┌─ EXTRAIT

Français et Américains : des modes de pensée radicalement différents
Quand ils abordent les Etats-Unis au-delà du contact superficiel ou de courte durée, bien des Français en viennent à réaliser qu’il y a plus de différences entre nos deux peuples que l’illusion bénigne de proximité avait pu leur faire accroîre. En particulier, ils sont fréquemment choqués par le peu de distance entre ce qui est dit et ce qui est signifié, par la pauvreté contextuelle, par l’absence du jeu dans le discours, par l’omniprésence de la Loi. Les Français expatriés mettent d’ailleurs un certain temps à s’en remettre et s’engagegnt souvent dans des routines défensives telles que l’évaluation comparative des deux cultures (« ma culture est la meilleure », ce que les Américains appellent l’arrogance française, ou « cette culture nous est supérieure », ce qu’on appelle localement « going native ») ou encore l’explpication de la différence depuis ses propores canons culturels (par opposition à la compréhension de l’autre culture « de l’intérieur »). Je me suis aperçu au bout de vingt années de séjour outre-atlantique et en écrivant Français et Américains, l’autre rive2 que la perception du réel, que l’idéation, la façon-même de penser, sont fondamentalement différentes pour les Français et les Américains, et qu’on se situe dans ce domaine bien au-delà de la différence superficielle.
Dans n’importe quelle culture, la perception du réel ne se fait pas directement, sans filtres. Ces filtres, qui viennent s’interposer entre l’individu et ce qu’il perçoit, connaissent une évolution chez un même individu, et une certaine variabilité d’un individu à l’autre, mais encore plus d’une culture à l’autre. La question se pose d’identifier les voies par lesquelles se mettent en place des filtres différents dans des cultures différentes. L’élaboration de la pensée à partir de la perception comporte une grande part d’acquis ; pour un sujet donné, elle évolue au cours du temps, rapidement durant l’enfance, plus lentement ensuite. On pourrait la modéliser par l’application d’un processus markovien, où chaque étape d’affinage du filtre perceptif résulte du degré de succès de l’application de l’étape précédente, jusqu’à ce qu’il y ait convergence vers un état stable3. On peut alors se demander quel tropisme est à l’œuvre dans chacune de nos cultures, quelle force sous-tend l’affinage du filtre perceptif, ou, en d’autres termes, ce que cet affinage permet d’optimiser.
En ce qui concerne la culture américaine, je pose que l’affinage du filtre perceptif vise à permettre au sujet d’augmenter son efficacité en termes de faire ; pour la culture française, elle s’exprime en termes d’être. Cette différence fondamentale résulte à mes yeux de modalités radicalement opposées de la résolution des attachements maternels dans les deux cultures. Le jeune enfant américain (en tous cas, l’enfant du sous-groupe White Anglo-Saxon Protestant, celui qui donne le la à la culture américaine) est projeté trop tôt dans la réalité, du fait d’un sevrage social mandaté culturellement. Le « Go have fun ! « , rituellement assorti du « You can do it ! « , oblige le petit américain à sortir du giron maternel avant qu’il n’y soit psychologiquement prêt.

└─
┌─ SEGMENT DE DONNÉES

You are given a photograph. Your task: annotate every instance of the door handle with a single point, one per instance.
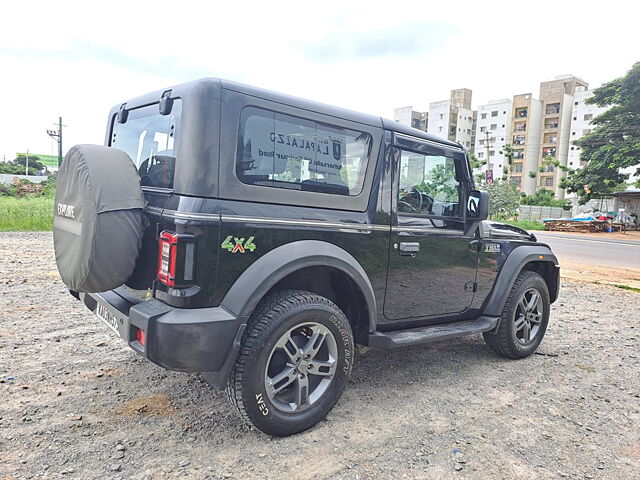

└─

# [CONSIGNE ÉCRITE 1]
Résumez en deux phrases l'extrait sur les modes de pensée français et américains.
# [CONSIGNE ÉCRITE 2]
Poursuivez, s'il vous plaît, l'extrait sur les modes de pensée français et américains à partir de sa dernière phrase.

# [RÉPONSE ATTENDUE 1]
Les Français qui fréquentent durablement les États-Unis découvrent entre les deux peuples des différences plus grandes que prévu, et l'auteur, après vingt ans outre-Atlantique, juge que la perception du réel et la façon même de penser y sont fondamentalement différentes. Selon lui, le filtre perceptif, en grande partie acquis, s'affine chez les Américains pour accroître l'efficacité en termes de faire et chez les Français en termes d'être, une différence qu'il attribue à une résolution opposée des attachements maternels, l'enfant américain étant poussé trop tôt hors du giron maternel.

# [RÉPONSE ATTENDUE 2]
Le traditionnel sink or swim l’oblige à nager pour ne pas couler, à se mettre en mouvement pour alors ne plus s’arrêter, bien que son état développemental aurait justifié plus longtemps la protection maternelle. Certes, ce faisant, il développe une forte appétence au travail (« work ethics »), et en travaillant dur, il accomplit l’œuvre de Dieu, qui, selon la croyance des premiers Pilgrims, a confié au peuple américain – peuple élu s’il en est – ce nouvel Eden qu’est le continent américain, à charge pour ce peuple de le faire fructifier par son travail sans pêcher comme Adam et Eve. Alors chacun s’enrichira, et, en laissant voir sa richesse, il fera la preuve de la réalisation du covenant, de l’engagement sacré.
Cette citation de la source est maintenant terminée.